## TASK REQUIREMENTS
Copy each line that includes the string "grass" from the material into your answer.

════

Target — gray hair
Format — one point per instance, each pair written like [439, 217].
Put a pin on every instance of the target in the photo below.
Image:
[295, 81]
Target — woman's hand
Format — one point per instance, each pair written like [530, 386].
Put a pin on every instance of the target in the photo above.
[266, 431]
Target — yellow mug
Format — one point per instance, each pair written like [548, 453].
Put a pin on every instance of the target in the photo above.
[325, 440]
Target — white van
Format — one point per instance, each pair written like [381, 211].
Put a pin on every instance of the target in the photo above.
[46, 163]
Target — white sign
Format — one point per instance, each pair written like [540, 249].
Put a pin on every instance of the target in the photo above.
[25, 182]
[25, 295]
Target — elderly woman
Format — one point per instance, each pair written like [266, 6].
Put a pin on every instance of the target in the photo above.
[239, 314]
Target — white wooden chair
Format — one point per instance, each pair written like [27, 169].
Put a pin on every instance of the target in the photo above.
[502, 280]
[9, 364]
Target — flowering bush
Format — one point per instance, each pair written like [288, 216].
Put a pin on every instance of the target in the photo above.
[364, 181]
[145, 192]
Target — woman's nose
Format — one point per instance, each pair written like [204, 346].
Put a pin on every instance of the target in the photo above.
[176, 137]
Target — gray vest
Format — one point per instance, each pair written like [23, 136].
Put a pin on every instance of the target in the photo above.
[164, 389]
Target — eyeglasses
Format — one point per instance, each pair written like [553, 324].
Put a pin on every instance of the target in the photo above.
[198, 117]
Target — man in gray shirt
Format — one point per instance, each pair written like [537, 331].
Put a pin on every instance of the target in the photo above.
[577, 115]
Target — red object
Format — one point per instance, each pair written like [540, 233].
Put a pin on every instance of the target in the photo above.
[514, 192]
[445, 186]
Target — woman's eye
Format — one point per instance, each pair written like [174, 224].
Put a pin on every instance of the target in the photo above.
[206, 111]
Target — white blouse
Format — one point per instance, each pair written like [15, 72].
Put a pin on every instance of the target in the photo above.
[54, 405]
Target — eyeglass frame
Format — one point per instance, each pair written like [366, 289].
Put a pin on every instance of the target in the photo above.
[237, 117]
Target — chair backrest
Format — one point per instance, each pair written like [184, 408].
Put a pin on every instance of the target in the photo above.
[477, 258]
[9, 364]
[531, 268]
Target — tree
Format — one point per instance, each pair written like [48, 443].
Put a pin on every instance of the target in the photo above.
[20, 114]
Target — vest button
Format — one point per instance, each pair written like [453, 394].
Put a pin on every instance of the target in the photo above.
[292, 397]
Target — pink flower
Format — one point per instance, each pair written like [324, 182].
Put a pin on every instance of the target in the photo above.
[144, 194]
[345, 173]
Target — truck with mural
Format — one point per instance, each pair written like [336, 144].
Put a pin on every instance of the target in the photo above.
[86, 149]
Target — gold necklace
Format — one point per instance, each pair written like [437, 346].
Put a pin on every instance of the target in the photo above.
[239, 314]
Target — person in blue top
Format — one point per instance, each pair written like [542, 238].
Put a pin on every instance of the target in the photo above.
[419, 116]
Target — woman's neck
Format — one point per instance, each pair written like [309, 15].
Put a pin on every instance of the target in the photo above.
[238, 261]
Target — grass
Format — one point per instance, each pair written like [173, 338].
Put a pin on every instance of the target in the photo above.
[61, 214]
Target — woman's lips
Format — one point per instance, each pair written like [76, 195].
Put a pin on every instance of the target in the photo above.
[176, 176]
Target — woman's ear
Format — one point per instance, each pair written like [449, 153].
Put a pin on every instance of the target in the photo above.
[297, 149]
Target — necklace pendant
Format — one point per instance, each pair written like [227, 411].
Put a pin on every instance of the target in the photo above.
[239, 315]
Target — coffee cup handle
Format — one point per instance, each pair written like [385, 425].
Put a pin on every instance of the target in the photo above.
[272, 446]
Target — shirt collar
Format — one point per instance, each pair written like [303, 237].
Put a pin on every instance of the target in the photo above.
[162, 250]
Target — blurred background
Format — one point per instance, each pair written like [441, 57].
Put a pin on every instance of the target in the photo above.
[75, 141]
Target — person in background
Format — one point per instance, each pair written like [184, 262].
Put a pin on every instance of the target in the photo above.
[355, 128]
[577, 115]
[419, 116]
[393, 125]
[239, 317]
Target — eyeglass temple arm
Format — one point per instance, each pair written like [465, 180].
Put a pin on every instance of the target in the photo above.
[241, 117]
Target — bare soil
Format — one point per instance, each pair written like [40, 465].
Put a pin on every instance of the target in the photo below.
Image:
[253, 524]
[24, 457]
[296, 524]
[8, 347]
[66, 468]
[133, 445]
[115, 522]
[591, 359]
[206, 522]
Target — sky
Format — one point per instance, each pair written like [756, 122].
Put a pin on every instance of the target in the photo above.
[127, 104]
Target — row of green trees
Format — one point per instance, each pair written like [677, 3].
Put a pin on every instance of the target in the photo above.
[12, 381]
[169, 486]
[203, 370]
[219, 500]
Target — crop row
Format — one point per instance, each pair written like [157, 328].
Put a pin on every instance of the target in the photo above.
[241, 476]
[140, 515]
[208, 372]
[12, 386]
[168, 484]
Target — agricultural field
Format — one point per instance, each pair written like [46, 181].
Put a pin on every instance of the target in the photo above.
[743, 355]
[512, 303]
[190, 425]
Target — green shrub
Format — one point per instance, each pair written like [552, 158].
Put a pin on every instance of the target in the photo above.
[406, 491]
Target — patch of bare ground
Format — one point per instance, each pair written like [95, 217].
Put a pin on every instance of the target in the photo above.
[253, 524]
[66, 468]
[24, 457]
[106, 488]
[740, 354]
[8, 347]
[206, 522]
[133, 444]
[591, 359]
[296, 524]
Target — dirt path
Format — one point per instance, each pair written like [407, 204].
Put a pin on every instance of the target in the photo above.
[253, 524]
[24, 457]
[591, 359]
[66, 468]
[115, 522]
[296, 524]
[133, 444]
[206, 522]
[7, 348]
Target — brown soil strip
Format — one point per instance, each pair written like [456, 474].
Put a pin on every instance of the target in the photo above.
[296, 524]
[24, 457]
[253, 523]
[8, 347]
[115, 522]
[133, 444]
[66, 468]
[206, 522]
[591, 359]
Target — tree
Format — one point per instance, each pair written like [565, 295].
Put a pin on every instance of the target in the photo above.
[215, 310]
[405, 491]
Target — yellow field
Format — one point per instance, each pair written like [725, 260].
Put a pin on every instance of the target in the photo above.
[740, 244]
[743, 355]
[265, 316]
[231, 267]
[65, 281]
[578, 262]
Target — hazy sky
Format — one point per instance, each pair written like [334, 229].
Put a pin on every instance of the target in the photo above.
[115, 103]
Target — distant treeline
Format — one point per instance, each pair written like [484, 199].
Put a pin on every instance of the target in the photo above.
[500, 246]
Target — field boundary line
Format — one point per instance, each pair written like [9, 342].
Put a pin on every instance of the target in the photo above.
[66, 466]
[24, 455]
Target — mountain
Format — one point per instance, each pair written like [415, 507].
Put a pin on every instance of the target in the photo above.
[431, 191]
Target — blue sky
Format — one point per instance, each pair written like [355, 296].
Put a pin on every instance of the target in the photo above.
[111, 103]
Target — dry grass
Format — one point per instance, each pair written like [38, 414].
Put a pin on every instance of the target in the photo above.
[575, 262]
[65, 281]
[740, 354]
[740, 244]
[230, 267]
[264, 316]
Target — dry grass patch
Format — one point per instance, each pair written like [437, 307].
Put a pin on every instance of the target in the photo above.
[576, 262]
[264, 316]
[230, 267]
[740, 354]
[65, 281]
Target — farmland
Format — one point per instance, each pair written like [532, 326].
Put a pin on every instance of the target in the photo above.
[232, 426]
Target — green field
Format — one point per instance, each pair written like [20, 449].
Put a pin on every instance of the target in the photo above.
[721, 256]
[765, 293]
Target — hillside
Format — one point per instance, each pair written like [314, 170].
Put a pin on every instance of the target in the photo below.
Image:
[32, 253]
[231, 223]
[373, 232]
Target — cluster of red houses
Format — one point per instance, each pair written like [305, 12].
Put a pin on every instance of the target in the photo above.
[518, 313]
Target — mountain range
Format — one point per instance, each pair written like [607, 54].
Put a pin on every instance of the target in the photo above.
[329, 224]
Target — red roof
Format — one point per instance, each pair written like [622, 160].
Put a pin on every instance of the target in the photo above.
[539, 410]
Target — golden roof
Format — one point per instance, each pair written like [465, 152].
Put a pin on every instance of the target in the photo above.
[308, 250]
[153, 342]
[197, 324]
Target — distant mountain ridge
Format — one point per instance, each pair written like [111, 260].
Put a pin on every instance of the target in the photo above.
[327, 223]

════

## RESPONSE TO THIS TASK
Target — grass
Target — dry grass
Target — dry grass patch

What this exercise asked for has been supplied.